## Given instruction
Format the records from the line containing "Where is each instance of the small" down to the line containing "point(429, 180)", both included, as a two-column CSV with the headers input and output. Give one row per record, with its text under input and its answer under output, each in a quoted field with line breaks turned into spaces.

## Data listing

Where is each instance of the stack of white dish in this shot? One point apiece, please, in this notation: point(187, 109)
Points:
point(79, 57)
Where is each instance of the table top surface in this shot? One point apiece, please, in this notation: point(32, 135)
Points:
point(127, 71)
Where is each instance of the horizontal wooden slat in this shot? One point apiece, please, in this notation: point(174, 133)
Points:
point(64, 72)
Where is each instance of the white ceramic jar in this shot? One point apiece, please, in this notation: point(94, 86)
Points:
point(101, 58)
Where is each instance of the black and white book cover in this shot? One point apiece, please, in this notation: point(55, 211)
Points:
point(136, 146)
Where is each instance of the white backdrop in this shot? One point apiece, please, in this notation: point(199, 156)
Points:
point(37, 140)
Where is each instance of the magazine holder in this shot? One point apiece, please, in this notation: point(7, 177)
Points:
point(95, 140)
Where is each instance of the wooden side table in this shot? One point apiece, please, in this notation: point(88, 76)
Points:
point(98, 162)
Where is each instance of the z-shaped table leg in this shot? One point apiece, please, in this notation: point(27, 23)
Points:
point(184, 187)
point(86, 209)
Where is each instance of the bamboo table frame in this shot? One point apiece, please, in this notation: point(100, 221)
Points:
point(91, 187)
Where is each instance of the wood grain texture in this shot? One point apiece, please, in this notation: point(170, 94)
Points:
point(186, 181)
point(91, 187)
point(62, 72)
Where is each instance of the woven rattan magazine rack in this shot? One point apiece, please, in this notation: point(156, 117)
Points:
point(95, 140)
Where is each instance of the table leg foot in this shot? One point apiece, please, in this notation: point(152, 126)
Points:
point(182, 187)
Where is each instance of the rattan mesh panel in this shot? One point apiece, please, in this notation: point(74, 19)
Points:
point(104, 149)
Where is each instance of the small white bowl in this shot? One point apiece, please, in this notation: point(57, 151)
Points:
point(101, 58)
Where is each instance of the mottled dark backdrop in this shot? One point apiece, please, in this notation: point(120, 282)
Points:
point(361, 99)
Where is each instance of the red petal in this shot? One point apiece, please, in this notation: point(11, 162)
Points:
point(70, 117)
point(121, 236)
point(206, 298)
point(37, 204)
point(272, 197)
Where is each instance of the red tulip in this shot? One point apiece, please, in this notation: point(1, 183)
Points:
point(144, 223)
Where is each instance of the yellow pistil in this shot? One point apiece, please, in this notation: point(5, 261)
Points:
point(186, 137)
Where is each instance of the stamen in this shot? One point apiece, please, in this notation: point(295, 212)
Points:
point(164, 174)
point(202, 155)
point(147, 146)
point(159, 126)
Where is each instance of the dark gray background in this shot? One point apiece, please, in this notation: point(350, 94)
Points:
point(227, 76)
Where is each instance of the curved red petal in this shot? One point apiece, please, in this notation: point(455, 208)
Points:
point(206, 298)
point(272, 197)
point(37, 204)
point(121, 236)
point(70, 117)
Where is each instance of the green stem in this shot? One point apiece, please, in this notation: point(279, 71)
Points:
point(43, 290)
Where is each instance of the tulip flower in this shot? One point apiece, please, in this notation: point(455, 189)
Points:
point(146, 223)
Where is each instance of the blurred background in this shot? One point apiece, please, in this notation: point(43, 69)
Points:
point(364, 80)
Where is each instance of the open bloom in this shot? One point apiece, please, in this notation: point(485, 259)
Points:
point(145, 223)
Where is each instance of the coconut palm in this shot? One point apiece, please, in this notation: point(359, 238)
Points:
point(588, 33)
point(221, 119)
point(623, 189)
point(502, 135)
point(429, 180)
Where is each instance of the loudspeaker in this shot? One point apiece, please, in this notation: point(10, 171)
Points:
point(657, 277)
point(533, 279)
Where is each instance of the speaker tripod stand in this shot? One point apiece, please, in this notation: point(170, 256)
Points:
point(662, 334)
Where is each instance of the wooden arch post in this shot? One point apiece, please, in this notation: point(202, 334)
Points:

## Answer below
input,output
"Where is each instance of the small white bowl in this shot? One point apiece, please, in this notation: point(57, 151) Points:","point(101, 58)"
"Where is each instance of the mottled dark backdrop in this shot? One point apiece, please, in this notation: point(120, 282) Points:","point(361, 99)"
"Where is each instance of the red petal in this shot? One point apiece, please, in this notation: point(11, 162) Points:","point(70, 117) point(121, 236) point(206, 298) point(37, 204) point(272, 197)"
"Where is each instance of the red tulip in this shot? One point apiece, please, in this notation: point(1, 183) Points:","point(144, 223)"
"Where is each instance of the yellow pistil in this shot? One point apiece, please, in this notation: point(5, 261) Points:","point(186, 137)"
"Where is each instance of the stamen in this shot? One point apiece, please, in this notation: point(295, 212) Points:","point(164, 174) point(202, 155) point(147, 146) point(159, 126)"
"Where is each instance of the dark gray background in this shot? One point apiece, please, in this notation: point(350, 94) Points:","point(227, 76)"
"Where is each instance of the curved red petal in this shot? One point apiece, please, in this notation: point(455, 208) Points:","point(206, 298) point(272, 197) point(37, 204) point(121, 236) point(70, 117)"
"Where is each instance of the green stem in this shot? One point apiece, please, in this notation: point(279, 71) Points:","point(43, 290)"
"Where is each instance of the tulip flower in this shot? One point apiece, please, in this notation: point(455, 189) Points:","point(146, 223)"
"Where is each instance of the blurred background in this shot? One point apiece, please, in this notation: point(43, 69) Points:","point(364, 80)"
"Where is each instance of the open bloom in this shot? One point apiece, please, in this notation: point(485, 259) Points:","point(145, 223)"
"Where is each instance of the coconut palm in this shot? One point apiece, please, in this notation: point(359, 238) Points:","point(588, 33) point(221, 119) point(623, 189) point(502, 135) point(429, 180)"